BEGIN Task material
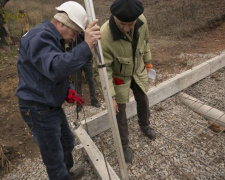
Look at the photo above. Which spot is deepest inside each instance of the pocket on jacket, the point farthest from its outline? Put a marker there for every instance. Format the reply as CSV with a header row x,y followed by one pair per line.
x,y
125,66
26,115
122,93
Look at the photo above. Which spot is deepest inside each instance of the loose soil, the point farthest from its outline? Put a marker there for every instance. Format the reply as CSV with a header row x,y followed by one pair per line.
x,y
15,138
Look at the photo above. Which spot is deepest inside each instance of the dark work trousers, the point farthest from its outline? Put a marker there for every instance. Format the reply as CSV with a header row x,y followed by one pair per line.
x,y
143,113
53,136
87,68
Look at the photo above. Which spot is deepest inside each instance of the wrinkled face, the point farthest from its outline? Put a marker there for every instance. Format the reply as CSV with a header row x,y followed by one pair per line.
x,y
68,34
125,27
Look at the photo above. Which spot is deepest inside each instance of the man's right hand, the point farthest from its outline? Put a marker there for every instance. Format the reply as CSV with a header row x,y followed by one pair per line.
x,y
92,34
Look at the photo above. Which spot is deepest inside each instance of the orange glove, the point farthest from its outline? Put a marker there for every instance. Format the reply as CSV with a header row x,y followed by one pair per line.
x,y
73,96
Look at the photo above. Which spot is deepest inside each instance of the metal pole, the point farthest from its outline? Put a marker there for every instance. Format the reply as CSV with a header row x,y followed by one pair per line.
x,y
107,95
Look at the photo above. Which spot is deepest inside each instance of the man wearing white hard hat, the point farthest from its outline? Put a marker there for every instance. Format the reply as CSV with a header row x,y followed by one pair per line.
x,y
44,68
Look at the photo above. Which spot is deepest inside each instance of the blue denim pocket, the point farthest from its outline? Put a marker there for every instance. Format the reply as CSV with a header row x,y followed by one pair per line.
x,y
25,112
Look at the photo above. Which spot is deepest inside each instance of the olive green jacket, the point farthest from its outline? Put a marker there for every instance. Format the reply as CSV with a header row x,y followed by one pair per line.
x,y
121,62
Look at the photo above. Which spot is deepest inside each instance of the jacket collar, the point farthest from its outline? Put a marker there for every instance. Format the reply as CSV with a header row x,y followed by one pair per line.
x,y
116,33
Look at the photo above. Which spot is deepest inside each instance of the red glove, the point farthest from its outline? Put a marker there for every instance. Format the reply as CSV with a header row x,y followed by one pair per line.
x,y
73,96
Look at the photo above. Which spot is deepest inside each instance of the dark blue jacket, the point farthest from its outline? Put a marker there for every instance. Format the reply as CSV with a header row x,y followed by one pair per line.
x,y
44,66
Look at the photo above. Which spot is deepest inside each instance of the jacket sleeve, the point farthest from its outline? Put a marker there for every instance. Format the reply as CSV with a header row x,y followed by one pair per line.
x,y
46,54
108,58
147,53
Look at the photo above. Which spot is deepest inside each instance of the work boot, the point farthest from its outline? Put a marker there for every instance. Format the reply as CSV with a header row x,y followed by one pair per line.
x,y
149,132
128,154
77,173
94,102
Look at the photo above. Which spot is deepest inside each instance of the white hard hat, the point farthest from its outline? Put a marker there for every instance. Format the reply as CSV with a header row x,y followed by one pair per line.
x,y
76,13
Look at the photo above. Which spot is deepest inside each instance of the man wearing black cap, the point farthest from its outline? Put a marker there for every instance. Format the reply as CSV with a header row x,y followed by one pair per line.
x,y
125,43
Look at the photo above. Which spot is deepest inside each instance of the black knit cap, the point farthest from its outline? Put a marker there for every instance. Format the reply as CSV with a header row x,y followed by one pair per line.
x,y
127,10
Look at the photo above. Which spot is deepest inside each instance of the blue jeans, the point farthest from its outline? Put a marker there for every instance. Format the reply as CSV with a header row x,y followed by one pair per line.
x,y
53,136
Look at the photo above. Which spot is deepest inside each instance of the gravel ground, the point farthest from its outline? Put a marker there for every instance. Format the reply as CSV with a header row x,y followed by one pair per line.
x,y
185,148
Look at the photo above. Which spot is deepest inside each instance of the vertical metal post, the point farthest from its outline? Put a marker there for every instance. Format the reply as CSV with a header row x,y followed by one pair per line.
x,y
107,94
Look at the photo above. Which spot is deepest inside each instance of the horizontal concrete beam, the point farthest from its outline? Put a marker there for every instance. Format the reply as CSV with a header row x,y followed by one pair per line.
x,y
99,122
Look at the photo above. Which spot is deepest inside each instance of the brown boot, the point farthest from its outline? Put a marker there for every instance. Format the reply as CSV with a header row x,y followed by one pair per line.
x,y
77,173
128,155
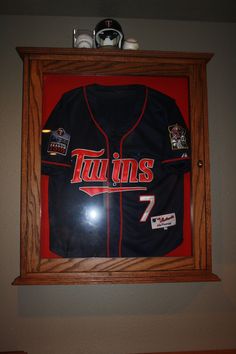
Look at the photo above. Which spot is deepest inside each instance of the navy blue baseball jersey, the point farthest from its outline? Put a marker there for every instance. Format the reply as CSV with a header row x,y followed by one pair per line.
x,y
116,158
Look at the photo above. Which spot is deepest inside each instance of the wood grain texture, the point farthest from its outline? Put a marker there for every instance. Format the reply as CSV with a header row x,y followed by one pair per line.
x,y
40,61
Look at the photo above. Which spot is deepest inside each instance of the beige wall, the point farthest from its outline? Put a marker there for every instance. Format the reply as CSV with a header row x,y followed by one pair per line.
x,y
119,319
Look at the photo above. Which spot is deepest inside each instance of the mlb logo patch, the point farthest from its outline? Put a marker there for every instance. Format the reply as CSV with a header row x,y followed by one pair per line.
x,y
58,142
177,137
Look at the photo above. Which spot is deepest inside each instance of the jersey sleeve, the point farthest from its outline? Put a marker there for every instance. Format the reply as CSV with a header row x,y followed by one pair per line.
x,y
56,136
176,152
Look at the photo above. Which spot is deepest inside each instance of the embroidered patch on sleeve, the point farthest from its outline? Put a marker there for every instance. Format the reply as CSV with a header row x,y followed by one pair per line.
x,y
58,142
177,137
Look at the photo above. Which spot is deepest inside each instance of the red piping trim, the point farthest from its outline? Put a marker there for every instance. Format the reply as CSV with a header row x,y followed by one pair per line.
x,y
56,163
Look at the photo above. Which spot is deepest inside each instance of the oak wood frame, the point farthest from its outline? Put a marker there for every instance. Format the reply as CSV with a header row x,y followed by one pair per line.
x,y
33,269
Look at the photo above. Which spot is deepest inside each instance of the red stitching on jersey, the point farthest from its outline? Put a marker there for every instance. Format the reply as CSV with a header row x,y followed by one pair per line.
x,y
56,163
108,172
121,156
176,159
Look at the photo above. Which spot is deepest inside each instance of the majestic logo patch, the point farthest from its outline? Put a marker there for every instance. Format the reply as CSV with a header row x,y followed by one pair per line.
x,y
91,167
177,137
163,221
58,142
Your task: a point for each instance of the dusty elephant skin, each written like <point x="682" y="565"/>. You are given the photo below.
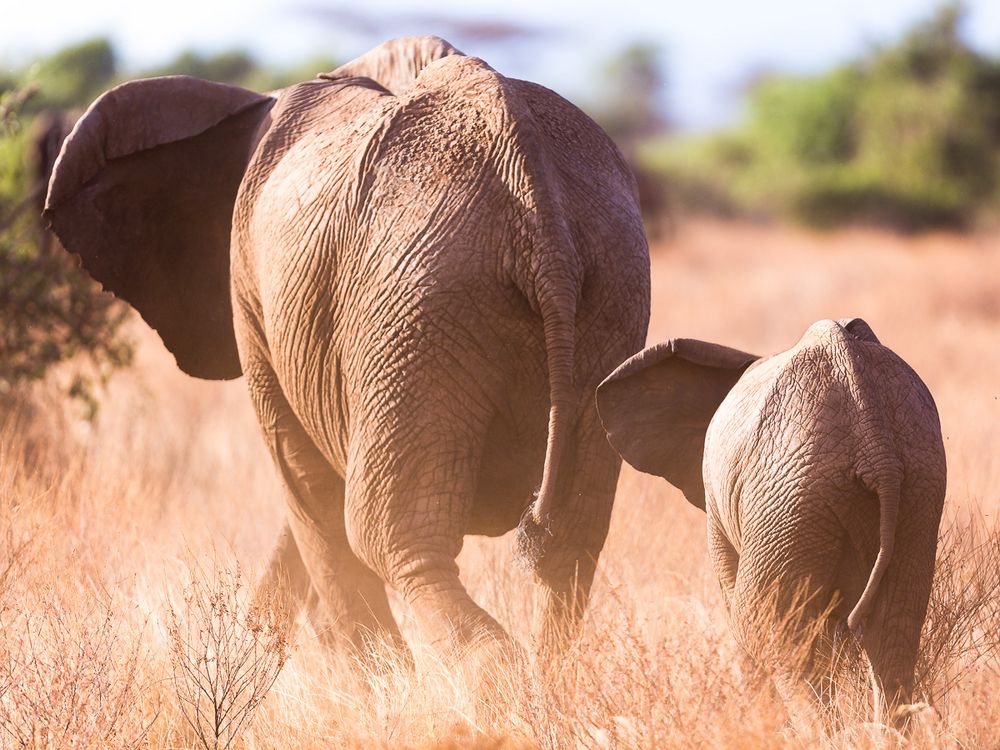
<point x="423" y="269"/>
<point x="821" y="470"/>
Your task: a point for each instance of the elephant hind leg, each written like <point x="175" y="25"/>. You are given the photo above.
<point x="407" y="518"/>
<point x="349" y="600"/>
<point x="287" y="580"/>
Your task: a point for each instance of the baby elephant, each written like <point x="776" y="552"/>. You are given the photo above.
<point x="822" y="472"/>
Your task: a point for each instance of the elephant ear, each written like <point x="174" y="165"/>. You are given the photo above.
<point x="859" y="329"/>
<point x="657" y="405"/>
<point x="143" y="191"/>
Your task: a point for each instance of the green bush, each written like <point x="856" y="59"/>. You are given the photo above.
<point x="907" y="136"/>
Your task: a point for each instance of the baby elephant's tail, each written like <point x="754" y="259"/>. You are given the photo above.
<point x="888" y="490"/>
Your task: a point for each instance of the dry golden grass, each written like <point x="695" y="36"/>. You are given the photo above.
<point x="105" y="529"/>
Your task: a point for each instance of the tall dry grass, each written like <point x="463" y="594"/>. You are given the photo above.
<point x="104" y="528"/>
END Task material
▶ [What the exercise asks]
Every record above should reappear exactly, with the pictures gone.

▶ [Task response]
Look at the photo above. Which spot is deepest inside each instance of the pocket on jacket, the point farthest from its outline? Put a marker there for every instance. Format the reply as CSV with a header row x,y followed by one pair per line.
x,y
125,66
26,115
122,93
Look at the photo above. Which spot is deepest inside each instance of the loose soil, the point farthest from its outline? Put a marker there for every instance. Format the reply as CSV with a header row x,y followed by one pair per line.
x,y
15,138
Look at the photo above. Which spot is deepest inside each instance of the dark work trousers, the point farthest from its outline? Put a marker there for every instance. Format the reply as CSV with a header row x,y followed by one pair per line.
x,y
143,113
53,136
87,68
Look at the photo above. Which spot is deepest inside each instance of the wrinkled face, the point farthest from its outline? Put a marker there for every instance. Format the reply as CSV with a header row x,y followed by one pair per line.
x,y
68,34
125,27
Look at the photo above. Which spot is deepest inside each instance of the man's right hand, the point farthest from its outline? Put a marker there for every instance. Format the reply as CSV with a header row x,y followed by one pair per line.
x,y
92,34
Look at the photo above. Which spot is deepest inside each instance of the orange glove, the point farthest from its outline? Put a marker there for every instance. Format the reply as CSV with a header row x,y followed by one pair per line.
x,y
73,96
Look at the photo above. Which spot is deepest inside each instance of the metal pole, the point farthest from its outline? Put a marker there for every instance. Format the reply as CSV with a header row x,y followed by one pair per line.
x,y
107,95
Look at the photo above. Which spot is deepest inside each instance of the man wearing white hard hat, the point farthest from its outline? Put a marker there for every instance. Format the reply as CSV with a header row x,y followed by one pair per line.
x,y
44,68
Look at the photo above. Which spot is deepest inside each instance of the blue denim pocket, the point farthest from its outline? Put a marker there for every instance. Format the reply as CSV with a header row x,y followed by one pair per line.
x,y
25,112
Look at the photo above. Which spot is deepest inside each instance of the olive green jacket, the point farthest from its outline? Put a marker there for every instance. Format the reply as CSV with a header row x,y followed by one pair per line.
x,y
121,62
Look at the photo above. Which spot is deepest inside each instance of the jacket collar, the point farthest from its outline? Put a marker there for every instance. Format the reply as CSV with a header row x,y followed by one pair per line.
x,y
116,33
Look at the photo above. Which spot is deepest inside each instance of the red glove, the point farthest from its outline? Put a marker there for every instance. Format the reply as CSV with a header row x,y followed by one pair per line.
x,y
73,96
Look at the photo above. Which spot is deepest inside each instance of the dark blue jacket, the point farthest from its outline? Put a marker there for every instance. Format the reply as CSV with a header row x,y followed by one pair per line.
x,y
44,66
Look at the photo above. Which spot is deepest inside each instance of the jacket sleeve, the point farthest from its outline? Put a marker there for every instance. Format the reply as CSV with a header row x,y followed by one pair per line.
x,y
46,54
108,58
147,53
Look at the photo above. Which spot is deepest inside each instance of the work boot, the point farthest from its outline? Put a marker there for every instance. Format the reply as CSV with a header row x,y followed by one pair per line.
x,y
149,132
128,154
77,173
94,102
Look at the photo above. Which spot is deepest inside each instance of the white hard hat, the point farthest from its outline? Put a marker there for every instance. Format the reply as CSV with a header row x,y followed by one pair per line.
x,y
76,13
Look at the photo above. Which spot is deepest inside each instance of the man wearing black cap, the point farthest from its outline? Put a marker there for every instance. Format the reply as CSV with a header row x,y followed by one pair per line.
x,y
125,43
Look at the photo above. Which spot is deepest inside each instance of the black knit cap, the point farthest from its outline? Put a marker there for every instance. Format the reply as CSV with a header row x,y followed by one pair per line.
x,y
127,10
Look at the photo above. Which spot is deepest inside each instance of the blue jeans, the point farthest from its outline? Put a marker there for every instance. Format the reply as CSV with a header row x,y followed by one pair per line.
x,y
53,136
Look at the photo above. Which spot is deepest inside each instance of the gravel ground, the point farthest from its outline? Put a marker there for every instance. Format the reply as CSV with a header row x,y followed by one pair per line.
x,y
185,148
Look at the photo above. Which spot is deepest inside each instance of the vertical metal post, the point farthest from its outline? Put a marker there for every instance. Format the reply as CSV with a header row x,y followed by one pair per line.
x,y
107,94
Look at the photo above. Which spot is deepest inside each instance of the horizontal concrete beam, the point farthest from its outline? Put a marker there for every instance. Format the reply as CSV with a header row x,y followed by one pair per line.
x,y
99,122
Look at the photo above. Which spot is deepest inside each instance of the brown boot, the point farthest from its outline? Put a marker there for every instance. Format the reply as CSV with a header row x,y followed by one pair per line.
x,y
77,173
128,155
Look at the photo above. Which spot is deepest inside each instance of the navy blue baseball jersey, the point farthest from its outline? Put a marker there for every instance. Format the reply as CSV with a header row x,y followed by one pair per line.
x,y
116,158
Look at the photo above. Which spot is deepest inside each instance of the wood grain texture, the point farthest from its outline? Put a marker there for every instance. Format the reply as CSV with a header row x,y followed by one pair per line.
x,y
40,61
Look at the photo above. Which spot is deepest inside each instance of the beige wall, the point farthest from its outline? Put a marker there for every instance. Format the reply as CSV with a header row x,y followed by one pair per line.
x,y
119,319
Look at the photo above. Which spot is deepest inside each instance of the mlb logo patch, the point farthest from its outline? Put a marker there for every instance. Format the reply as CSV with a header row x,y followed by one pair per line.
x,y
58,142
177,137
Look at the photo above. Which spot is deepest inside each instance of the jersey sleeve, the point farthest from its outline? Put a marker there for every instance. Format the reply as CSV with a header row x,y followed by one pair per line.
x,y
56,136
176,152
Look at the photo above. Which spot is deepest inside each instance of the embroidered patch on sleeve, the point farthest from its outline? Put a marker there for every instance. Format the reply as CSV with a header row x,y followed by one pair per line.
x,y
58,142
177,137
Look at the photo above. Which spot is deepest inside each instance of the red piping trim, the point farthest from its outline? Put a marker there for every instance. Format the reply as CSV with a header row x,y followed by one pair per line.
x,y
56,163
Look at the photo above. Which spot is deepest inside each instance of the oak wood frame, the point farthest from its outline? Put a marker there for every instance. Format the reply as CSV with a header row x,y followed by one pair per line.
x,y
33,269
Look at the photo above. Which spot is deepest inside each instance of the red stitching on jersey, the point farthest from its outline? Put a marker there for every instance. Format the reply as CSV with a header row x,y followed by one pair per line.
x,y
56,163
108,172
121,156
176,159
Look at the photo above. Which spot is deepest inside each instance of the majestic logo patch, the point farthest from its outline? Put a marker there for every instance. Format the reply as CSV with a header row x,y followed by one pair per line.
x,y
91,167
177,137
163,221
58,142
Your task: a point for each instance of the dusty elephant skin, each written like <point x="682" y="565"/>. You are given the photo below.
<point x="423" y="269"/>
<point x="821" y="470"/>
Your task: a point for each instance of the elephant hind leg, each written like <point x="175" y="25"/>. You are given the photo above.
<point x="407" y="518"/>
<point x="349" y="600"/>
<point x="287" y="580"/>
Your task: a point for each instance of the baby elephant, each written like <point x="776" y="552"/>. You are given the photo above.
<point x="822" y="472"/>
Your task: a point for each instance of the elephant ear, each written like <point x="174" y="165"/>. You are given the photo above.
<point x="859" y="329"/>
<point x="657" y="405"/>
<point x="143" y="191"/>
Your task: a point for each instance of the green bush, each written like <point x="856" y="59"/>. You are given the photo above.
<point x="907" y="136"/>
Your task: a point for each instance of the baby elephant's tail, each written like <point x="754" y="259"/>. You are given the photo above.
<point x="888" y="490"/>
Your task: a point for each instance of the dry golden grass, each written like <point x="695" y="36"/>. You are given the photo above.
<point x="105" y="529"/>
Your task: a point for each instance of the tall dry grass, each written like <point x="463" y="594"/>. You are given the photo above.
<point x="104" y="528"/>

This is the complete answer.